### EXTRACT TO READ
● ● ●

Skip to content

3 Tremendous Responsibilities the Shepherd’s Staff Represents


http://www.dreamstime.com/royalty-free-stock-photo-stained-glass-window-image732975

PHOTO CREDIT: © Solitafoto | Dreamstime.com

A bishop carries something we call a crozier, which is really a symbol for the staff a shepherd carries. I carry one as the bishop of the church, the chief shepherd over the Diocese of Central Florida, and also as someone who is subject to Jesus’ ministry to me.

If I’m not yielded to this crook, I have no right to extend it to anybody else. It’s a deep reminder of the responsibility I bear to walk with integrity before God.

But the shepherd’s staff is so much more than a symbol of my ministry. It represents the three tremendous responsibilities we hold as followers of Christ, individually and collectively. Let’s examine them together.

The Shepherd’s Staff
Let’s take a look first at what the staff means to a shepherd out in the field with his sheep. Being a shepherd is actually a difficult job. It’s not the stained-glass window picture of someone standing there looking rather beatific. Not at all. Shepherds work hard, and they get dirty.

If you’re a shepherd, there are three reasons you need the staff. First, you need it because you’re leading the sheep out in the country. You’re on rocky ground, so you need a staff to help keep you stable. In that sense, it’s like a hiking stick. It catches you when you fall.

The second reason you as a shepherd need a staff is that it’s an offensive weapon. If somebody’s coming against the sheep, you use the staff to fight them, to keep them away. Your job, you see, is to protect the sheep.

● ● ●

### LISTED ENTRIES
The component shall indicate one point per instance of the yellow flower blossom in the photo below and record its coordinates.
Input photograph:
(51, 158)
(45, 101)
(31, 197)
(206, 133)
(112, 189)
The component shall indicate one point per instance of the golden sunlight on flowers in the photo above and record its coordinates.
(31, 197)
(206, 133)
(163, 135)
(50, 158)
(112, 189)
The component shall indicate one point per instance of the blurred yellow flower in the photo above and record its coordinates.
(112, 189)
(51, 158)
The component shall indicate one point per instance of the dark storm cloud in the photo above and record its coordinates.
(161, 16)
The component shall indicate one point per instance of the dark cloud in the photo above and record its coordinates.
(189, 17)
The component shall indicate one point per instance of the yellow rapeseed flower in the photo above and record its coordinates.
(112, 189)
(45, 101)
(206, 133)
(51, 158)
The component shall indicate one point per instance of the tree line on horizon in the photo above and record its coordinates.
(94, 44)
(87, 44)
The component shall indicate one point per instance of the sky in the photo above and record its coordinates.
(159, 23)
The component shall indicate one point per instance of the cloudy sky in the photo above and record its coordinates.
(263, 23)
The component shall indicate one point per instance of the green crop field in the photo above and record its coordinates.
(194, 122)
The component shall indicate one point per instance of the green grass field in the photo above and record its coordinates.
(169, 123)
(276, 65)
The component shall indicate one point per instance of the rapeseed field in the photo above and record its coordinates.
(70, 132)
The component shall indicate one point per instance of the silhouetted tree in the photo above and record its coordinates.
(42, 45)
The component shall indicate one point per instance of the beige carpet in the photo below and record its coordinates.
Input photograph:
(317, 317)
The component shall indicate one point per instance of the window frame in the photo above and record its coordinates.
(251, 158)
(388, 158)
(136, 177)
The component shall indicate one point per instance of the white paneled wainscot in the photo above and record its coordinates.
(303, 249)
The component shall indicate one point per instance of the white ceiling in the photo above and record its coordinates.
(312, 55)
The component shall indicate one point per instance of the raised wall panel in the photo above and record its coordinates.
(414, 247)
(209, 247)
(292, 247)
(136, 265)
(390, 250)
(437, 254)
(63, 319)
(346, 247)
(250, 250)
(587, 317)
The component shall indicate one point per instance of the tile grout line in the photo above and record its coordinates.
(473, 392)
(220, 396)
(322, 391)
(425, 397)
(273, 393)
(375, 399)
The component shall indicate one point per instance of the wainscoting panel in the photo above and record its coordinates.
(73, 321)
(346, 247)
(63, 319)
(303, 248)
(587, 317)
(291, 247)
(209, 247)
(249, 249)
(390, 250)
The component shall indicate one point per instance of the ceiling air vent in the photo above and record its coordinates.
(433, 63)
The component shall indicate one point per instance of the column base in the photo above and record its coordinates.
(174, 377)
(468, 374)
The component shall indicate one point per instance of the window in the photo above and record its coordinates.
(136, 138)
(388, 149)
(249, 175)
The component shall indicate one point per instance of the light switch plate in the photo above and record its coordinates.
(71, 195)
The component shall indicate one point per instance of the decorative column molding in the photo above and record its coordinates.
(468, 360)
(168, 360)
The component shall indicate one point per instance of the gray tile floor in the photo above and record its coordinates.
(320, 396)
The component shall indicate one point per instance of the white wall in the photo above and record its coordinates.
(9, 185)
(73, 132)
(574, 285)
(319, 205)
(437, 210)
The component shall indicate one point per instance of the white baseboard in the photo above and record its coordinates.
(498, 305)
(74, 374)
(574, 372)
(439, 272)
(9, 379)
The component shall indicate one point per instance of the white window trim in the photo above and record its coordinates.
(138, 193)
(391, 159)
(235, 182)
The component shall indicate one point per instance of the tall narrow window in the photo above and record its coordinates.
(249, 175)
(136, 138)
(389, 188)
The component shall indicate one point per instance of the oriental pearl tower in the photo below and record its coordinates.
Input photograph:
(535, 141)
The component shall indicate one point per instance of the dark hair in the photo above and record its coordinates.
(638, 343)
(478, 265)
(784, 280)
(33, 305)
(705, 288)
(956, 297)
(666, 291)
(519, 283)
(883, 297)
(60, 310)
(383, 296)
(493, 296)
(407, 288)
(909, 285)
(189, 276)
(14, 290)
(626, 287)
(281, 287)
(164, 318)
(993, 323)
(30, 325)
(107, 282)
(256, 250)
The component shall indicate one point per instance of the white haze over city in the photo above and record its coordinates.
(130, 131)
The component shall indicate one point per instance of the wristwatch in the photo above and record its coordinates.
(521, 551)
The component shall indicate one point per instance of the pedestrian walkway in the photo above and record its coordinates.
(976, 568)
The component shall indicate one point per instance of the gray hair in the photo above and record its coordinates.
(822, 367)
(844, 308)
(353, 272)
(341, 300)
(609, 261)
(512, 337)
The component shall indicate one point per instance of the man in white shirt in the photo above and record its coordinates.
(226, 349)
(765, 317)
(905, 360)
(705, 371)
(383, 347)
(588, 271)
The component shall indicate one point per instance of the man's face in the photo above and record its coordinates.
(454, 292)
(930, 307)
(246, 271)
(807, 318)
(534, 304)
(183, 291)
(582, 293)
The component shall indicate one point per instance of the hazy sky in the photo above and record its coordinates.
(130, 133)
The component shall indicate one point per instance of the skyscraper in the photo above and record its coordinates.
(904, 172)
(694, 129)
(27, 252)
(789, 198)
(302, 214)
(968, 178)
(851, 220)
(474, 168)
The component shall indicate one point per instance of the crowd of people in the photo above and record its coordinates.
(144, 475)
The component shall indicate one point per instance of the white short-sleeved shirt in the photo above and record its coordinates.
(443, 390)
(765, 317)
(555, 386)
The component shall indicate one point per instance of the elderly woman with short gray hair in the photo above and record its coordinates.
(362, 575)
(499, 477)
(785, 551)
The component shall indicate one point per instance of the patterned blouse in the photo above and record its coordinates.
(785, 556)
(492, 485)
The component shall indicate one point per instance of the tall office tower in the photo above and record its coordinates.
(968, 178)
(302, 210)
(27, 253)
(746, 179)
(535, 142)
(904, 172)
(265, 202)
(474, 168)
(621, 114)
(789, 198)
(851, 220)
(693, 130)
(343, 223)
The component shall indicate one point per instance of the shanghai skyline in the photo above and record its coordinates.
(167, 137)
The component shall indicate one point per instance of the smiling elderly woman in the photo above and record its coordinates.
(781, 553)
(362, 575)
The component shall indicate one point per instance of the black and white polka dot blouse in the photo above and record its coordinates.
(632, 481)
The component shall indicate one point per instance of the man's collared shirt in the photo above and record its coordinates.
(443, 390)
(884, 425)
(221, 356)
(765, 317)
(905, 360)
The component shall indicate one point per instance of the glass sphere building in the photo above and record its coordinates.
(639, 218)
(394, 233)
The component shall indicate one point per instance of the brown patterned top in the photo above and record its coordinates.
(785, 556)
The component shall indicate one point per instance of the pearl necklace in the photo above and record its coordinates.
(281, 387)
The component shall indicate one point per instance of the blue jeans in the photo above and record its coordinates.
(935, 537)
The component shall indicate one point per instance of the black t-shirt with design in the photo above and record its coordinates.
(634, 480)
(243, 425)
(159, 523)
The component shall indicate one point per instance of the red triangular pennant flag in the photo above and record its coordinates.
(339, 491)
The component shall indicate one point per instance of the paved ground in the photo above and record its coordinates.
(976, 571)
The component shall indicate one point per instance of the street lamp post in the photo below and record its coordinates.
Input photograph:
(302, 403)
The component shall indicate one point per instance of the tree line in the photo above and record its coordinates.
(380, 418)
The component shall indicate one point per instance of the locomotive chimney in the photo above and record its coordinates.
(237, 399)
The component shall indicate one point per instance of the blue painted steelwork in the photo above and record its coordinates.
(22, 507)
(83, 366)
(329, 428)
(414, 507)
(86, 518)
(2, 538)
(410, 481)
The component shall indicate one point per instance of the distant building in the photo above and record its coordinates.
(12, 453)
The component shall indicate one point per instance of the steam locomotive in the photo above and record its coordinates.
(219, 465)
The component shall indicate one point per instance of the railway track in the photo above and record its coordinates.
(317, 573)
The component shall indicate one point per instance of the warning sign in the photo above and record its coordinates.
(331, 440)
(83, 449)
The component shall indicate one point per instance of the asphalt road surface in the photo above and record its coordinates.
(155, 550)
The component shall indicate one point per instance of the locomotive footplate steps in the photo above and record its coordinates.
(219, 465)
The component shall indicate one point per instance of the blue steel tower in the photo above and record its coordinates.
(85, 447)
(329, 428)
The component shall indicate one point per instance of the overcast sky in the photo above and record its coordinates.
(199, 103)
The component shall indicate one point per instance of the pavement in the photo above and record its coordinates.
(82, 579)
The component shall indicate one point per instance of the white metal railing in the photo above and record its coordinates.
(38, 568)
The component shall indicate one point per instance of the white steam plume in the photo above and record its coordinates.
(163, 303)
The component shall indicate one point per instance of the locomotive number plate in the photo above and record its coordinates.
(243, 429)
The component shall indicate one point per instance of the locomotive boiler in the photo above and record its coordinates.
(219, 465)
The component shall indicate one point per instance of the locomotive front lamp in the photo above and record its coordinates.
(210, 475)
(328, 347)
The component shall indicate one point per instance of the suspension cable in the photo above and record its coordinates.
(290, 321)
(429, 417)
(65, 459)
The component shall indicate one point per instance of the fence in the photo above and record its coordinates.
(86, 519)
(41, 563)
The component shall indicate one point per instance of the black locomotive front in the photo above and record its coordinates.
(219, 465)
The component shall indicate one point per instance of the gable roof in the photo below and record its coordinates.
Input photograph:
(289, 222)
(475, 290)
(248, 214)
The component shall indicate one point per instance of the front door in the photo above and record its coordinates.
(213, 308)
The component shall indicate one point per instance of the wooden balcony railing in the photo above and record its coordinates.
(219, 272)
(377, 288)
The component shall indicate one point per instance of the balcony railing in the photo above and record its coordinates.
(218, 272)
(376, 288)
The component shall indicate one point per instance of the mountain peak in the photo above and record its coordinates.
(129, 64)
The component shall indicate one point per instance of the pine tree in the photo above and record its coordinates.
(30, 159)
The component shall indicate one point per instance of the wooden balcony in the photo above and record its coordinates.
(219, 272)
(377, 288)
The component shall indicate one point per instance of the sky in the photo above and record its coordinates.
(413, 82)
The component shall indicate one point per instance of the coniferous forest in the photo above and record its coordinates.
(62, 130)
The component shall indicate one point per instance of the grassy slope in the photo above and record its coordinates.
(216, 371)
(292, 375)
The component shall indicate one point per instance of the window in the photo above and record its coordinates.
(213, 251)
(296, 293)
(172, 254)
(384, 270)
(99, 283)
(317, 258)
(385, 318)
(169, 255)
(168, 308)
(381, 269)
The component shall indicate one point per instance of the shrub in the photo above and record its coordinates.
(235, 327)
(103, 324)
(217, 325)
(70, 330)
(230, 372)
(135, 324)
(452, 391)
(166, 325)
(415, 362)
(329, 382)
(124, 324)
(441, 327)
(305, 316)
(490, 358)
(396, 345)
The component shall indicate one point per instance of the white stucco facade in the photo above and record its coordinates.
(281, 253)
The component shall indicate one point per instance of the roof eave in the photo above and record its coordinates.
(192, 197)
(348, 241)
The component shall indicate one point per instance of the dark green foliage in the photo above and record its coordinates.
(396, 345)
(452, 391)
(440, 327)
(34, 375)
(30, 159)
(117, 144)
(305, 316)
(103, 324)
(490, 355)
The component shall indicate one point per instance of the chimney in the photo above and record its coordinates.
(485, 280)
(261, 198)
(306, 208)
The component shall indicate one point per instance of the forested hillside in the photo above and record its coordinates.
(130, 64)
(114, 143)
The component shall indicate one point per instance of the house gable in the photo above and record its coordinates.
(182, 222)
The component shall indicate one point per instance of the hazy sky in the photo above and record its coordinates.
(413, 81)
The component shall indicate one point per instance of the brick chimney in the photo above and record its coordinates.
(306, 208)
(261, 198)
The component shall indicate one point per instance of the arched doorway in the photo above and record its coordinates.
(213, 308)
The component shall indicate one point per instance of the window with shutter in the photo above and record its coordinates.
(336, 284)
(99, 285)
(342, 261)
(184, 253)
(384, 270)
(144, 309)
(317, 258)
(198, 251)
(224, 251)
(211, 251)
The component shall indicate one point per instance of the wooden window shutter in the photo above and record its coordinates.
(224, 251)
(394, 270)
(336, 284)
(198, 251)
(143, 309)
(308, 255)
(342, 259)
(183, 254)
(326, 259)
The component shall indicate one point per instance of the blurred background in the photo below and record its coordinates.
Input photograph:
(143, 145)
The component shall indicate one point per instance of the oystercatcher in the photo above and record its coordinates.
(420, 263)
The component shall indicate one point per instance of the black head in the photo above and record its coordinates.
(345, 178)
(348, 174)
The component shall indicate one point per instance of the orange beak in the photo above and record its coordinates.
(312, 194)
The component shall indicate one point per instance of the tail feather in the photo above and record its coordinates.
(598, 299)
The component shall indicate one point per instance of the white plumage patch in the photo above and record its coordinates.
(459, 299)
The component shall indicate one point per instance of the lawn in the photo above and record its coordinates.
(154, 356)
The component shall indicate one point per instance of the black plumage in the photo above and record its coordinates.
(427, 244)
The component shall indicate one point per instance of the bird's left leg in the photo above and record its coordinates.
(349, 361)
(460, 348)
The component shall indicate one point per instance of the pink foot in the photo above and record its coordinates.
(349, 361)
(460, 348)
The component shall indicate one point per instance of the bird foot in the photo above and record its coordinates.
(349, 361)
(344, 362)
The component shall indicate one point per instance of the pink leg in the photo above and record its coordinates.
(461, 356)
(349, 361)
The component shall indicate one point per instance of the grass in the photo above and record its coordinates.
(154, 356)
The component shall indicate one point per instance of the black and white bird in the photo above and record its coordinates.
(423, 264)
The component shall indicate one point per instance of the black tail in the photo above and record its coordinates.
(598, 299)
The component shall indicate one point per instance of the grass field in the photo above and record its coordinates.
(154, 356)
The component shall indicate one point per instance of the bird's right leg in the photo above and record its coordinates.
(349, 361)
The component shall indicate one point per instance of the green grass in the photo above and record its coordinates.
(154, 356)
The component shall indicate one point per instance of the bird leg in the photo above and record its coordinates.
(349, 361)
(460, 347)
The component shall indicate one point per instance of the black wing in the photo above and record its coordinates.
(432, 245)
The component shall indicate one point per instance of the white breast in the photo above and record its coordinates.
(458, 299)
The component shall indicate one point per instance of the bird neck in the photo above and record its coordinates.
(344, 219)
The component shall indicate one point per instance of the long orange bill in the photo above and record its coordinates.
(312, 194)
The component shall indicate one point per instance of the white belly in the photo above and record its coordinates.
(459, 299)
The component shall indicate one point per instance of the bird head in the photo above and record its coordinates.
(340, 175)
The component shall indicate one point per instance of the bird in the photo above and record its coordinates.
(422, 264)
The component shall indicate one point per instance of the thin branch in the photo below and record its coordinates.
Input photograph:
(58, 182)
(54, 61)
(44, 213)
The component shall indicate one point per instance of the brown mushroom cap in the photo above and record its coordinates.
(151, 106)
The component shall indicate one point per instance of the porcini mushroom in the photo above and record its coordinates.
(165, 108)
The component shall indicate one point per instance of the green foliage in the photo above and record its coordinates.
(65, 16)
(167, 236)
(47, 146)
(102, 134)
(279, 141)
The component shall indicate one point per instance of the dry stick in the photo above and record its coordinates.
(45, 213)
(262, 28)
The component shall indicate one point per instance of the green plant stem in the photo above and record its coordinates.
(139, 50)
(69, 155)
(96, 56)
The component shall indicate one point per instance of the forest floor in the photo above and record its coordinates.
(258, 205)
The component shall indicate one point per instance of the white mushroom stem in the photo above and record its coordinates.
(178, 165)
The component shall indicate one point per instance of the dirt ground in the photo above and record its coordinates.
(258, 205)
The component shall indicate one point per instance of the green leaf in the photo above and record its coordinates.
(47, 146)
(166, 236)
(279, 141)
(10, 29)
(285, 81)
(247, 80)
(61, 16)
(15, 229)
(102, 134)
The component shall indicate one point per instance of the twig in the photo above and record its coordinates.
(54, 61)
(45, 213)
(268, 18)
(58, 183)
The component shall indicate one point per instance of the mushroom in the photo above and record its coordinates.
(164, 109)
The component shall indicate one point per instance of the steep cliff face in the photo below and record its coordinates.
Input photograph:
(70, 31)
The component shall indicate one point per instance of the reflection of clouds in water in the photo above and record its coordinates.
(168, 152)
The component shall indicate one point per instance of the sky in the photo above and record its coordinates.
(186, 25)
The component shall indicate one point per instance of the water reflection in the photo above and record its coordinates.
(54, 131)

● ● ●

### THE REQUEST
Repeat the post about the shepherd's staff, starting with "PHOTO CREDIT: © Solitafoto" and going on through "integrity before God.", but swap "crook" for "rod".

### THE COMPLETED TASK
PHOTO CREDIT: © Solitafoto | Dreamstime.com

A bishop carries something we call a crozier, which is really a symbol for the staff a shepherd carries. I carry one as the bishop of the church, the chief shepherd over the Diocese of Central Florida, and also as someone who is subject to Jesus’ ministry to me.

If I’m not yielded to this rod, I have no right to extend it to anybody else. It’s a deep reminder of the responsibility I bear to walk with integrity before God.